**TASK**
Among the entries below, tally each line containing "boat"; respond with the total only.

☆ ☆ ☆ ☆ ☆ ☆ ☆

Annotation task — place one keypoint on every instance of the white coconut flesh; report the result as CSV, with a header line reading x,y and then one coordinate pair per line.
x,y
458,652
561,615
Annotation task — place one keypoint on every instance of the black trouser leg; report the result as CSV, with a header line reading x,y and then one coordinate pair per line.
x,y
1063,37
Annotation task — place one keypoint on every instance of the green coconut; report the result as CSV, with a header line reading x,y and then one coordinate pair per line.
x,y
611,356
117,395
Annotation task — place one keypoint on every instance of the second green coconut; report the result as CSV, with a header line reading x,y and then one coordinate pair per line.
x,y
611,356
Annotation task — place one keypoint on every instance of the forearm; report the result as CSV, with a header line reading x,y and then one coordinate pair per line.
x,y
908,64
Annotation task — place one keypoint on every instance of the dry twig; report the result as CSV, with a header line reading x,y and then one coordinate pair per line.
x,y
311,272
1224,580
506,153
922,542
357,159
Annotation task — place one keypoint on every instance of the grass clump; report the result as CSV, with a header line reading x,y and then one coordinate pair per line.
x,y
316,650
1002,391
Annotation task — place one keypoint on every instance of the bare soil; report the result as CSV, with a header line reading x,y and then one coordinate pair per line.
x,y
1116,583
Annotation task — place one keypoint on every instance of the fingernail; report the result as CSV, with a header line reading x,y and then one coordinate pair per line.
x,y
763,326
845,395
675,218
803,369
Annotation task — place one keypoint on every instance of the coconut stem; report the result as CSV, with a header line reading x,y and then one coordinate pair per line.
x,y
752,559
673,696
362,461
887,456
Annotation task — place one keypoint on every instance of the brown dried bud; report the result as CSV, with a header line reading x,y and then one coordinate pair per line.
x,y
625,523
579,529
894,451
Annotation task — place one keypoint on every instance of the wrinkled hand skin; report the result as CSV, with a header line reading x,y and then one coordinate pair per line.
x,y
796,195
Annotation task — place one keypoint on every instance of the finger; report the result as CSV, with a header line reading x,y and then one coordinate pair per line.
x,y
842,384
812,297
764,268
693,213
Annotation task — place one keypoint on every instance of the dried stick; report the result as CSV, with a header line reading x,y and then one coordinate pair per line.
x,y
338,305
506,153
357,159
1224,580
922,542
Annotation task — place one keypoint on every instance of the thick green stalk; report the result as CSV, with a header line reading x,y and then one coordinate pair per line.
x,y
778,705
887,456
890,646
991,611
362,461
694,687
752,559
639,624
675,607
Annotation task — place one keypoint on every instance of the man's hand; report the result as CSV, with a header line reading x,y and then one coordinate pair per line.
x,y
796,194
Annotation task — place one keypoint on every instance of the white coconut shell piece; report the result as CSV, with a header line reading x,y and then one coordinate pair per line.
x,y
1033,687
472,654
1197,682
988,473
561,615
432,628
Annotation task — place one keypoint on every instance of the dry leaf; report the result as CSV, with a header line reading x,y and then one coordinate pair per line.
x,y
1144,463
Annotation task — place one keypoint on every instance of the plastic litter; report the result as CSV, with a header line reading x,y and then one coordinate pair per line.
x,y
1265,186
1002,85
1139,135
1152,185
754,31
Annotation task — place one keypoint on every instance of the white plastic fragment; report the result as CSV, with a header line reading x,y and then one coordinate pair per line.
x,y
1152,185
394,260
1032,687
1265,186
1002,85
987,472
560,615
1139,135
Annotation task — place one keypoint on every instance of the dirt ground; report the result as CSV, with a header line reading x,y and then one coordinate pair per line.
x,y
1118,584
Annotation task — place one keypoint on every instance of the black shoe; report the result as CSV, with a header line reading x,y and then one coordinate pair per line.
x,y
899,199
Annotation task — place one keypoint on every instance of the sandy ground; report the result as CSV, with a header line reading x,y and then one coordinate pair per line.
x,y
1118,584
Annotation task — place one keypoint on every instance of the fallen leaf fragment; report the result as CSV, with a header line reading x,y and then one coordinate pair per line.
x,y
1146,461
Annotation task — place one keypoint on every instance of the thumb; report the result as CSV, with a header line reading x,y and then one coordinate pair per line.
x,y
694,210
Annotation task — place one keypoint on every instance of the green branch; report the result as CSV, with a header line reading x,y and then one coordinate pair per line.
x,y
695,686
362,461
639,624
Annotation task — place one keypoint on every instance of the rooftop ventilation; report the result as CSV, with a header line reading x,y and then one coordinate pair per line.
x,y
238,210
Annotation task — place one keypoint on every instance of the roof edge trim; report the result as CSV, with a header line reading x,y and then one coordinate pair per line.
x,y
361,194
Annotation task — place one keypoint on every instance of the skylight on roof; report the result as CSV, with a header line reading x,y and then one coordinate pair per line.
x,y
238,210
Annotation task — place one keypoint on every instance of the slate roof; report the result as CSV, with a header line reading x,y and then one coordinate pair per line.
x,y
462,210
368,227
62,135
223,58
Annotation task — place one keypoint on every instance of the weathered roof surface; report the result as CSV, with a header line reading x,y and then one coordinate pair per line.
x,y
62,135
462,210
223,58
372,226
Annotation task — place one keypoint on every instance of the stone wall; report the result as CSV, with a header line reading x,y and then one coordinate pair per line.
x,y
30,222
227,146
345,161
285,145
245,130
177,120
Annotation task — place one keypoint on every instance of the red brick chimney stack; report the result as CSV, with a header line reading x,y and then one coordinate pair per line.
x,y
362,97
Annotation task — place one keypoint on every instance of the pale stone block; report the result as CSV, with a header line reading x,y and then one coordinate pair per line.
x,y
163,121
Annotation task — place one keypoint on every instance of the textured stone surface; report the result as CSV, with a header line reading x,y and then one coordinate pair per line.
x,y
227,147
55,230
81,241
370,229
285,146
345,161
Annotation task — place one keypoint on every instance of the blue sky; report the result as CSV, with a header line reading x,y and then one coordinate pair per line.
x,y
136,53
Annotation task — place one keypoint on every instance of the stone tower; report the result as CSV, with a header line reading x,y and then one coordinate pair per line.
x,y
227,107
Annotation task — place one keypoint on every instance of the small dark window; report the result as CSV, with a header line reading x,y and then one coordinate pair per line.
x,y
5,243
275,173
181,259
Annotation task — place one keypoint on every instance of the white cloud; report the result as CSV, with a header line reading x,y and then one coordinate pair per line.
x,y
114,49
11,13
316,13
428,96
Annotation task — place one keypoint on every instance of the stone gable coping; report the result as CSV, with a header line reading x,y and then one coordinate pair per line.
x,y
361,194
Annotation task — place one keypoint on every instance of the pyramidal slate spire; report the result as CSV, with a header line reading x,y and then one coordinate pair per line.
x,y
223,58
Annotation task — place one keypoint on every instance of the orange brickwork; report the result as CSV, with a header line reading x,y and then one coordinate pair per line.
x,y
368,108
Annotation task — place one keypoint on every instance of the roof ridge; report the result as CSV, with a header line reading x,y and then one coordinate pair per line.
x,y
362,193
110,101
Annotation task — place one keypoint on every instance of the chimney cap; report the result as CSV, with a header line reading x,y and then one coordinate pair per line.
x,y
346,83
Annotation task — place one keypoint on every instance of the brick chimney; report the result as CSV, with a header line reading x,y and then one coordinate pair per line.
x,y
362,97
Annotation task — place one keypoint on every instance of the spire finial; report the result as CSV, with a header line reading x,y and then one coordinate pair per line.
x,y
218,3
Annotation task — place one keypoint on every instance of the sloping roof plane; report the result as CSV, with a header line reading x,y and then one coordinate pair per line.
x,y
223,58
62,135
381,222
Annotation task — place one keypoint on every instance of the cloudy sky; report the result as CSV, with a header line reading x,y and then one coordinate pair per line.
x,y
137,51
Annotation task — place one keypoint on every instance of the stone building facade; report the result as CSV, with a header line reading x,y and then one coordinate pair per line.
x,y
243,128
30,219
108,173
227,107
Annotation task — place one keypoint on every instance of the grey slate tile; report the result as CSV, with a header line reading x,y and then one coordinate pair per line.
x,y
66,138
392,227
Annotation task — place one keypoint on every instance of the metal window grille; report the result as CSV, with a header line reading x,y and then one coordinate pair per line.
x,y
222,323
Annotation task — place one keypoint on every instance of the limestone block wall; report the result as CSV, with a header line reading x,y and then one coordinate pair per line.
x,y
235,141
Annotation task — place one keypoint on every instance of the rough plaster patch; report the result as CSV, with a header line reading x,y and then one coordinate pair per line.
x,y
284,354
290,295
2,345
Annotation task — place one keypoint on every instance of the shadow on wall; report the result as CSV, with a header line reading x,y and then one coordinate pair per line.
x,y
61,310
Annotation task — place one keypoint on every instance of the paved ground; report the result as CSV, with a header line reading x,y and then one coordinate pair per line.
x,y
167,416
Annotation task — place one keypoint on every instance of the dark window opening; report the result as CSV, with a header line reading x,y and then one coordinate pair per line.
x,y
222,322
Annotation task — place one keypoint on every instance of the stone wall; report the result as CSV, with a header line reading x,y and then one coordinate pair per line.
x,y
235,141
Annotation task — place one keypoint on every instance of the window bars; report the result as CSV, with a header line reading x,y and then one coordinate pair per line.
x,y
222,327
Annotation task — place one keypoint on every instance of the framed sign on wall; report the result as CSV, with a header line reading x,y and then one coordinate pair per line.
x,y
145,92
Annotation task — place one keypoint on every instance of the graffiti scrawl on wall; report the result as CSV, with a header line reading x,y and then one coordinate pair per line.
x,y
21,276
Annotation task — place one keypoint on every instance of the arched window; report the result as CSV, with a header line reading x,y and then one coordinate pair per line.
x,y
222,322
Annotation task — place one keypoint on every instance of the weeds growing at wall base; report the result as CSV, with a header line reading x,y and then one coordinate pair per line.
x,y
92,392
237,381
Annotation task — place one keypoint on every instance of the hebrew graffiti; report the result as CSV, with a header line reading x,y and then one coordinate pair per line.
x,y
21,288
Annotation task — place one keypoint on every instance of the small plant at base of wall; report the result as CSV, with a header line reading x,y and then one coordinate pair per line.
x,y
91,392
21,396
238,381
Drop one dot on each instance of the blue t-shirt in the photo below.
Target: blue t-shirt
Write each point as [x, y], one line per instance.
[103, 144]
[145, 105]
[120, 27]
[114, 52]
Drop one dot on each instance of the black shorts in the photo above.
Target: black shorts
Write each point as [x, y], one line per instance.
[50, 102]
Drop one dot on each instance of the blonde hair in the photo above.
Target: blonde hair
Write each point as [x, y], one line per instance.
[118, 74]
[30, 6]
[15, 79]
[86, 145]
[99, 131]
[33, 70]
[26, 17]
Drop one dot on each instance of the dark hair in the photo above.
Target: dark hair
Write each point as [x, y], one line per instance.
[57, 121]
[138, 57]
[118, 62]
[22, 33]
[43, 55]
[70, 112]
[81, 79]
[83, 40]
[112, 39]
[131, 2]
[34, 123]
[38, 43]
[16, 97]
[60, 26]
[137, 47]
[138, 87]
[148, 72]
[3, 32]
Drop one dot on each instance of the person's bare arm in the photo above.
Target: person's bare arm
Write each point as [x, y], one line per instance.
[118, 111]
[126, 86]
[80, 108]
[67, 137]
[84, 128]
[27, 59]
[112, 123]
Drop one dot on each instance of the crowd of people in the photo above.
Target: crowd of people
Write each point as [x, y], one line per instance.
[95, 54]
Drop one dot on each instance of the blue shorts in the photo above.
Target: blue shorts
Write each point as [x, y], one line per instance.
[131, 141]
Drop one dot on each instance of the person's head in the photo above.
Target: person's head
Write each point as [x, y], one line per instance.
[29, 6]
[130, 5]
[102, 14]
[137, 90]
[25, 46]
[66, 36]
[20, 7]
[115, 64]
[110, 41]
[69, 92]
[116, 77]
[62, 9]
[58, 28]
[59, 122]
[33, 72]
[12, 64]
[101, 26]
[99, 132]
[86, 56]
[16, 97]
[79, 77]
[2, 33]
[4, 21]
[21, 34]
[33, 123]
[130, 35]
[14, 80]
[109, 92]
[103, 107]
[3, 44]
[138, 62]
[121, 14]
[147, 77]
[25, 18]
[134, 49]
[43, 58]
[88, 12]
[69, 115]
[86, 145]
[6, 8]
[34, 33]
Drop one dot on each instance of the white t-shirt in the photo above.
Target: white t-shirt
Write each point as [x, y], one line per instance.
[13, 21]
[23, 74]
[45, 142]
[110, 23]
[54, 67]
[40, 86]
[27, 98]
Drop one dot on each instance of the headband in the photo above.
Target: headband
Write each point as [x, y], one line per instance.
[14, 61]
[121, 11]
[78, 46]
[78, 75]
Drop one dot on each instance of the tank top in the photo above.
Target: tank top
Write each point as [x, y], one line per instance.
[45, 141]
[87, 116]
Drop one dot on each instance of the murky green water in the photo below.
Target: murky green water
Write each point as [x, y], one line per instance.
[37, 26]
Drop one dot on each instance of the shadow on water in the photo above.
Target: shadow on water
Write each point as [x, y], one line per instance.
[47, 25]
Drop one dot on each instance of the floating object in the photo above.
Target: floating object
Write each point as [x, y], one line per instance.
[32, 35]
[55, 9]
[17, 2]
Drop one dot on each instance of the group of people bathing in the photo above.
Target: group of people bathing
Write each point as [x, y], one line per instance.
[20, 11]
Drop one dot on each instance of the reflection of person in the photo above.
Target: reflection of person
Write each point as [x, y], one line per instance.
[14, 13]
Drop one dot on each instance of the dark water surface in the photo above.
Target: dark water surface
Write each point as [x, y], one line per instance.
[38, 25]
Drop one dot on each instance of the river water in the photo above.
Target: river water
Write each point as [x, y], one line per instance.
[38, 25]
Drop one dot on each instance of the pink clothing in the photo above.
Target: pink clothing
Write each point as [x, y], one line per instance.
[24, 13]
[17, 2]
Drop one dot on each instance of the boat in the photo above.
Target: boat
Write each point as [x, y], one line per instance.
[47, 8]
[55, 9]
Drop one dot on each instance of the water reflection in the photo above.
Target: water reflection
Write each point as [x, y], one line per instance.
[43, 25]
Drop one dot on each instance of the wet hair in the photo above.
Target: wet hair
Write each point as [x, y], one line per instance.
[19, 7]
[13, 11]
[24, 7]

☆ ☆ ☆ ☆ ☆ ☆ ☆

**WRITTEN RESPONSE**
2